**PROBLEM TO SOLVE**
The line containing "the wooden fence" marks where to begin; quote it and every line after it through the end of the data, exactly as written.

•••••

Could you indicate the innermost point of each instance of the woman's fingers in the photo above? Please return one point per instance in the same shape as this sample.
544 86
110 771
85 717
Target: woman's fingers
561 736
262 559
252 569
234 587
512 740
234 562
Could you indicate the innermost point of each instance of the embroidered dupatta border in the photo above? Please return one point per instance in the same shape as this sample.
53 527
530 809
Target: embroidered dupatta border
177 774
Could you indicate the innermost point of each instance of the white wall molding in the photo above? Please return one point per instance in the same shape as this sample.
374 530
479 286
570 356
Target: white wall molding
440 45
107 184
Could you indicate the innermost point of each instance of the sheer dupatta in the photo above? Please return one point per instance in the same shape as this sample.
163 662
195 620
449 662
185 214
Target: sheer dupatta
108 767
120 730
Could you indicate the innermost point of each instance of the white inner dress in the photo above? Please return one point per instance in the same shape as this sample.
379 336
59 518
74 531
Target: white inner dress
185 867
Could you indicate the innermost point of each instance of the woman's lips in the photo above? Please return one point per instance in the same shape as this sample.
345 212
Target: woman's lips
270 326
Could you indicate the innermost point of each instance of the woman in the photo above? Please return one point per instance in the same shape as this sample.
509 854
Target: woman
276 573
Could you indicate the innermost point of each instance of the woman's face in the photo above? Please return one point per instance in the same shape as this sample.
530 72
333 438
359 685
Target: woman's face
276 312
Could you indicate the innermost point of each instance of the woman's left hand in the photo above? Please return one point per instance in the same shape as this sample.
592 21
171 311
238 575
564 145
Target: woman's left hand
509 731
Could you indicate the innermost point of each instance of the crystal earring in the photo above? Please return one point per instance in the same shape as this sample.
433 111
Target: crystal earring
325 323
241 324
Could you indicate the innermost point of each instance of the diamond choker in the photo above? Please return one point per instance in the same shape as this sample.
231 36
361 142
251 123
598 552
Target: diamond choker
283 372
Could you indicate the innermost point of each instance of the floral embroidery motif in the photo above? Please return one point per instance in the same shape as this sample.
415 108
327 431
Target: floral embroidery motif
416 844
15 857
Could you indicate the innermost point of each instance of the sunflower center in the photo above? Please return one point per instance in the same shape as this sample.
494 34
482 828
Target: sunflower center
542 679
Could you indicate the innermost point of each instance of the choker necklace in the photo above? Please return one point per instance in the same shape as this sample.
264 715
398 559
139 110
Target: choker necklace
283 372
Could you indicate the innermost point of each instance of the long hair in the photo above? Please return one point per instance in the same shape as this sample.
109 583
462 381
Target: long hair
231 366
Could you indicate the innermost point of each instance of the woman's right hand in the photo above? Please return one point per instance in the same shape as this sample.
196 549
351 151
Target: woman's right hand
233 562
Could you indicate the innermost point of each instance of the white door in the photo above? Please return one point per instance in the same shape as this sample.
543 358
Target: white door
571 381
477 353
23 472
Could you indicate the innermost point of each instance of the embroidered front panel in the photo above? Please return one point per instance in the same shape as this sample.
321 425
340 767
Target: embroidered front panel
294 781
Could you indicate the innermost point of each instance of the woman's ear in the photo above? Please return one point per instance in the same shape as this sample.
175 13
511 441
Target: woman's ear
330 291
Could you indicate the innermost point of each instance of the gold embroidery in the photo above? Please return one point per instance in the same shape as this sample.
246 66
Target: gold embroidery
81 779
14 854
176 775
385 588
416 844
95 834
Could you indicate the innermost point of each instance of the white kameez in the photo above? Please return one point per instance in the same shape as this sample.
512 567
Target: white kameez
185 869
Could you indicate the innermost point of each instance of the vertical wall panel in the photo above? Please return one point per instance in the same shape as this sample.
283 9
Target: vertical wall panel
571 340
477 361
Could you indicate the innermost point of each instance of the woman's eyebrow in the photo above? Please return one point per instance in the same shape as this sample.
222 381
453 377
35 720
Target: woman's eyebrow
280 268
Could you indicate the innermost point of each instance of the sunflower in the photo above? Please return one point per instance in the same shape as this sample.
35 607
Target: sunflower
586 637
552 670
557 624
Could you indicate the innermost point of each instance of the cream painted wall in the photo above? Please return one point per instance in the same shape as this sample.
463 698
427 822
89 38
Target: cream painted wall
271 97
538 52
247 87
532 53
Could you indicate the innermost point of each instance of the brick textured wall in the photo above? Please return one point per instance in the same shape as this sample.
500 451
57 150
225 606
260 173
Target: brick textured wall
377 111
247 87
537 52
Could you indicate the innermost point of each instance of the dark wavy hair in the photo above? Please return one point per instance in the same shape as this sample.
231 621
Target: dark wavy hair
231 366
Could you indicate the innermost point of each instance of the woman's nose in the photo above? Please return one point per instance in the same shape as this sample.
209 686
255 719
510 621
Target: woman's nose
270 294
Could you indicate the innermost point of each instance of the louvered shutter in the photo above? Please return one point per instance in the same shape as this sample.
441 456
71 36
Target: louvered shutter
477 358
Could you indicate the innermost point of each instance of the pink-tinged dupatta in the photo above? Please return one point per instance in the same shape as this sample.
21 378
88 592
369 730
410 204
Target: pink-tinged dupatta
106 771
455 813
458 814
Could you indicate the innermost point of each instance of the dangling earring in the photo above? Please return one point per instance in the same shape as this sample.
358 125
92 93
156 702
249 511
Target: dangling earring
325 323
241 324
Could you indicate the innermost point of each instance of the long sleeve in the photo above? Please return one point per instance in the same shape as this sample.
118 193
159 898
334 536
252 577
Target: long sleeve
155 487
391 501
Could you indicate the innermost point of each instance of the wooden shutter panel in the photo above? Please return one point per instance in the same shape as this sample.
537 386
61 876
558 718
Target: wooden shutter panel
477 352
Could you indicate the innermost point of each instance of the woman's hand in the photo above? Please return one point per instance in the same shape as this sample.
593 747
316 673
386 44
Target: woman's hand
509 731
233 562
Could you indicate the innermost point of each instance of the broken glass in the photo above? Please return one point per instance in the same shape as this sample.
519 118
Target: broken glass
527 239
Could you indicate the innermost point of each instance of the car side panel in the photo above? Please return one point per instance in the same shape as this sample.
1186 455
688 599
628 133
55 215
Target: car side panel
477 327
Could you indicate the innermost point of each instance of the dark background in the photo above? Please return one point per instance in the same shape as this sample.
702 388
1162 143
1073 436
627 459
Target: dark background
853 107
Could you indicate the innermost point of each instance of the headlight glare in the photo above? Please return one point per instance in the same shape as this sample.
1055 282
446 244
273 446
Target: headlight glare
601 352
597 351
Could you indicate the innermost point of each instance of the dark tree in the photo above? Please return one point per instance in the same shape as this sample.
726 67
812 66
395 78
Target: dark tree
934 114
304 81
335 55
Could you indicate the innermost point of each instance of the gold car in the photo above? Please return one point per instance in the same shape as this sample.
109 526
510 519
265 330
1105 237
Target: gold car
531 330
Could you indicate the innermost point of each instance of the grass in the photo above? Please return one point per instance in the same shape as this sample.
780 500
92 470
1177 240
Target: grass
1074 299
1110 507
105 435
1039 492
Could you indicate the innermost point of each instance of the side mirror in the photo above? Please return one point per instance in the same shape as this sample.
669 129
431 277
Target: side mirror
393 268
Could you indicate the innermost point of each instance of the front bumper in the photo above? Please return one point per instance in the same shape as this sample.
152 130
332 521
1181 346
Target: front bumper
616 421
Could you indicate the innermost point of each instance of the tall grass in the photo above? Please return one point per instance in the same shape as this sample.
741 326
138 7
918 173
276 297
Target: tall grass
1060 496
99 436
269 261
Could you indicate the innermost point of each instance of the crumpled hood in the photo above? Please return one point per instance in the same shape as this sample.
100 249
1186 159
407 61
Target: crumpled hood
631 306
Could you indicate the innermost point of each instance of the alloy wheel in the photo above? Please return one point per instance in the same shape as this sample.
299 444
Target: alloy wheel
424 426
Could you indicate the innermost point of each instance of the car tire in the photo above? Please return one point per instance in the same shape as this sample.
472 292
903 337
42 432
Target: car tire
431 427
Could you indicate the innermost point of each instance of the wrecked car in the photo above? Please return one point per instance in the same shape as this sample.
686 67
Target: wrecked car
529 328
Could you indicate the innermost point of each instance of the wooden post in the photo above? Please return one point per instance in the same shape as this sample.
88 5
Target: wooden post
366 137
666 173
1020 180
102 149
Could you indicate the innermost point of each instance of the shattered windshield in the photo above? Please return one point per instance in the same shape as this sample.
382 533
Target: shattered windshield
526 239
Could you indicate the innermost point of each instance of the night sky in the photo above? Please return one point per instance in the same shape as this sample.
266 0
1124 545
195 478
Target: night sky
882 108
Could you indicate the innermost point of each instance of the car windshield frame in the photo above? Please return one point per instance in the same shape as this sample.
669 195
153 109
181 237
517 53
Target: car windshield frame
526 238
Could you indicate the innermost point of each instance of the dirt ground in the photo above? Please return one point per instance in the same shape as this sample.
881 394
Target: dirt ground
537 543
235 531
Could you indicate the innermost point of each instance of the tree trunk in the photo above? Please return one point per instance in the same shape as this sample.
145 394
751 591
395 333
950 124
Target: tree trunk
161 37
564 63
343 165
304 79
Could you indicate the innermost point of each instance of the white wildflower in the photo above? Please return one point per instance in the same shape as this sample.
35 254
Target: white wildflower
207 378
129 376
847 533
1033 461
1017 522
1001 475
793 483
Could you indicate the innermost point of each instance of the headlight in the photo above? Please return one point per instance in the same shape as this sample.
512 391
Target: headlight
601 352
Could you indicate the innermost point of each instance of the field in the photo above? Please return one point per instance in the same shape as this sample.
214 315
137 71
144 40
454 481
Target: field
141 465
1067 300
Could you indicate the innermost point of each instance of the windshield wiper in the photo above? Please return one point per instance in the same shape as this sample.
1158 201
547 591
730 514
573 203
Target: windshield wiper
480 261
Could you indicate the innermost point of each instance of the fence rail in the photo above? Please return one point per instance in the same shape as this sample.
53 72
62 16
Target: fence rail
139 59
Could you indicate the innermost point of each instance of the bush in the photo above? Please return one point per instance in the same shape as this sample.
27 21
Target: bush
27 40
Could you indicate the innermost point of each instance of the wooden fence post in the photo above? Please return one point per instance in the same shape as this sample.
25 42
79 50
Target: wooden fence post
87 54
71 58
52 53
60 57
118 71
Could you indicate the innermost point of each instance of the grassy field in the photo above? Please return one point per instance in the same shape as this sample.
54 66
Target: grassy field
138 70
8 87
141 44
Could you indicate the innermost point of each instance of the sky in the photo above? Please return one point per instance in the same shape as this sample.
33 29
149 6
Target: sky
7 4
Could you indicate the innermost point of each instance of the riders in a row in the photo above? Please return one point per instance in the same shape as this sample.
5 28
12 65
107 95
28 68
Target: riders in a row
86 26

•••••

**SOLVED EXERCISE**
Could you indicate the innermost point of each instance of the wooden fence post in the photo above? Please return one point per instance in the same shape as this sample.
25 42
79 50
Target: wooden fence post
87 54
71 58
52 53
60 57
118 71
Could you indicate the innermost point of each instance of the grassy field in the photo above? Please return one point per instance in the same shape as this sample.
54 66
Target: grassy field
138 70
8 87
141 44
Could you indicate the innermost point of each instance of the sky in the photo above? Please return one point per instance in the same shape as this sample.
33 29
149 6
Target: sky
7 4
Could you indicate the innermost point of each instance of the riders in a row in the photo above? Please return one point per instance in the same shape as this sample.
5 28
12 65
107 95
28 68
Target: riders in a row
86 26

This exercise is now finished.